– Musimy skupić się na odbudowie utraconego zaufania – zapowiada Stanisław Żmijan, nowy-stary szef Platformy Obywatelskiej w województwie lubelskim. W sobotnich wyborach wyraźnie pokonał Piotra Górskiego i Grzegorza Nowakowskiego.
O reelekcję w roli przewodniczącego regionu PO nie ubiegał się prezydent Lublina Krzysztof Żuk. Do wyborczej walki, wbrew wcześniejszym oczekiwaniom – nie stanął także dotychczasowy wiceprzewodniczący, poseł Krzysztof Grabczuk. Obaj na dwa tygodnie przed wyborami udzielili poparcia Stanisławowi Żmijanowi, byłemu posłowi, który lubelską Platformą kierował już w latach 2011-2013.
Jak wynika z nieoficjalnych rozmów, za tą decyzją stała… matematyka. Zarówno Żuk, jak i Grabczuk mieli policzyć szable i z tych szacunków wynikło, że żaden z nich nie mógł być pewny zwycięstwa. Zdecydowali więc o rezygnacji ze startu w wyborach, wskazując wspólnego kandydata. O stanowisko przewodniczącego regionu postanowiło ubiegać się jeszcze dwóch działaczy: szef miejskich struktur w Lublinie Grzegorz Nowakowski i kierujący jednym z dzielnicowych kół w stolicy województwa Piotr Górski.
„Politykę robi się z ludźmi”
Niespodzianki nie było. W sobotnim głosowaniu z wyraźną przewagą wygrał Żmijan, który zdobył 342 głosy. O niespodziance można mówić w przypadku drugiego miejsca. Z 81 głosami zajął je Górski, który do ostatniej chwili musiał zbierać podpisy poparcia, by móc zarejestrować swoją kandydaturę. Nowakowskiego poparło 58 osób.
– Nie będę ukrywał satysfakcji, zwłaszcza że zdobyłem zaufanie na poziomie 70 proc. Ale stąpam twardo po ziemi i wiem co mnie czeka. Przed nami dużo ciężkiej pracy, by odzyskać utracone zaufanie wyborców do naszej formacji. Mam świadomość, że sam tego nie zrobię, bo politykę robi się z ludźmi – zapowiada Stanisław Żmija.
Nowy szef lubelskiej Platformy jako jedno z głównych zadań wymienia powrót do elektoratu z mniejszych miejscowości, a także przysięgnięcie do formacji części wyborców z terenów wiejskich.
Gdzie się podziało 300 członków?
Partyjne doły mówią też o potrzebie odbudowy struktur w terenie. Tu warto przytoczyć liczby. W sobotnich wyborach oddano 481 ważnych głosów. Przed czterema laty, gdy Krzysztof Żuk wygrał z Krzysztofem Grabczukiem o zaledwie dwa głosy, w sumie głosowało ponad 800 osób. Gdzie więc podziało się ponad 300 działaczy?
– To wynika z wielu powodów. Między innymi z praktyk stosowanych przez partię rządzącą. Wiele osób wyciszyło się z obawy o swoje miejsca pracy – przekonuje Stanisław Żmijan. Ludzie pracujący w urzędach czy szkołach wycofują się z aktywności politycznej po stronie opozycji, by nie mieć z tego tytułu nieprzyjemności. W podobnej sytuacji są też przedsiębiorcy, którzy często mają do czynienia z urzędnikami. Część osób przestało płacić składki (był to warunek głosowania w wewnętrznych wyborach – przyp. aut.) także w związku z kryzysem związanym z pandemią. Ale wciąż pozostają naszymi sympatykami i liczę, że dalej będziemy wspólnie działać.
W Lublinie rządzi pani poseł
Poza szefem regionu, członkowie największej partii opozycyjnej wybierali także przewodniczących struktur w powiatach. Ze szczególną uwagą śledzona była rywalizacja w Lublinie. Tu posłanka Marta Wcisło okazała się lepsza od radnej sejmiku województwa Bożeny Lisowskiej, wygrywając w stosunku 82:58.

[Opisy regionów w języku naturalnym]
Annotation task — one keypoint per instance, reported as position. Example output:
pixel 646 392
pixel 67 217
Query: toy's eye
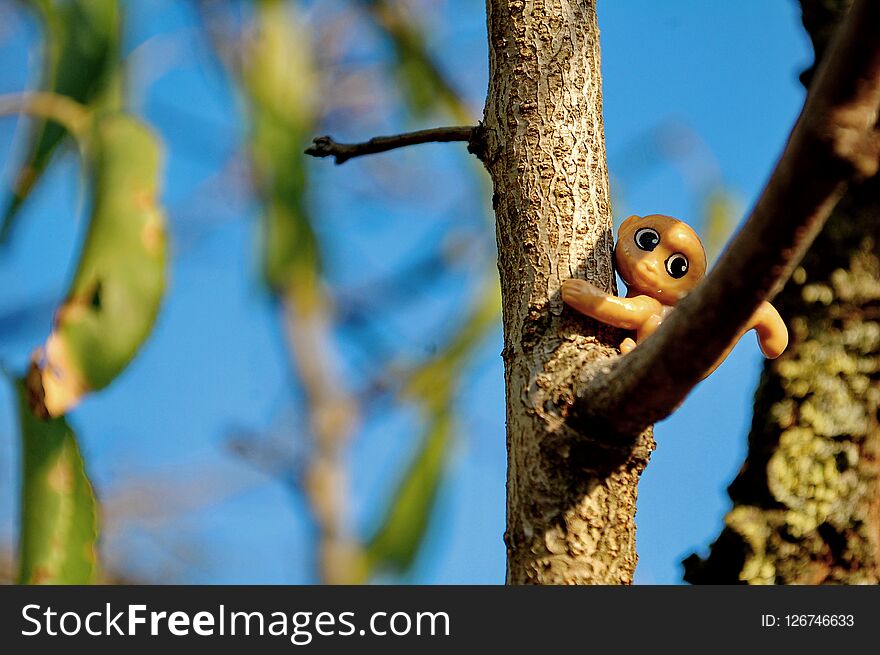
pixel 647 238
pixel 676 265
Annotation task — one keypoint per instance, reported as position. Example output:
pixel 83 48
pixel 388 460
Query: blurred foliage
pixel 720 213
pixel 120 279
pixel 426 87
pixel 272 56
pixel 59 525
pixel 396 543
pixel 432 386
pixel 280 83
pixel 80 54
pixel 115 291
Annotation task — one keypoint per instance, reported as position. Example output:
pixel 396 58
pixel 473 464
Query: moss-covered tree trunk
pixel 807 500
pixel 571 495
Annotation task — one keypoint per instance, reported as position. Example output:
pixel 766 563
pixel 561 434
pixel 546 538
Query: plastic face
pixel 659 256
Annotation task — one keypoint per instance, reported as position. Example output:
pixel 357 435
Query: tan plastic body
pixel 661 259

=== Polecenie do wykonania ===
Podaj, ile głosów zdobył Piotr Górski w sobotnich wyborach na przewodniczącego regionu według tekstu o wyborach w lubelskiej Platformie Obywatelskiej.

=== Odpowiedź ===
81 głosów.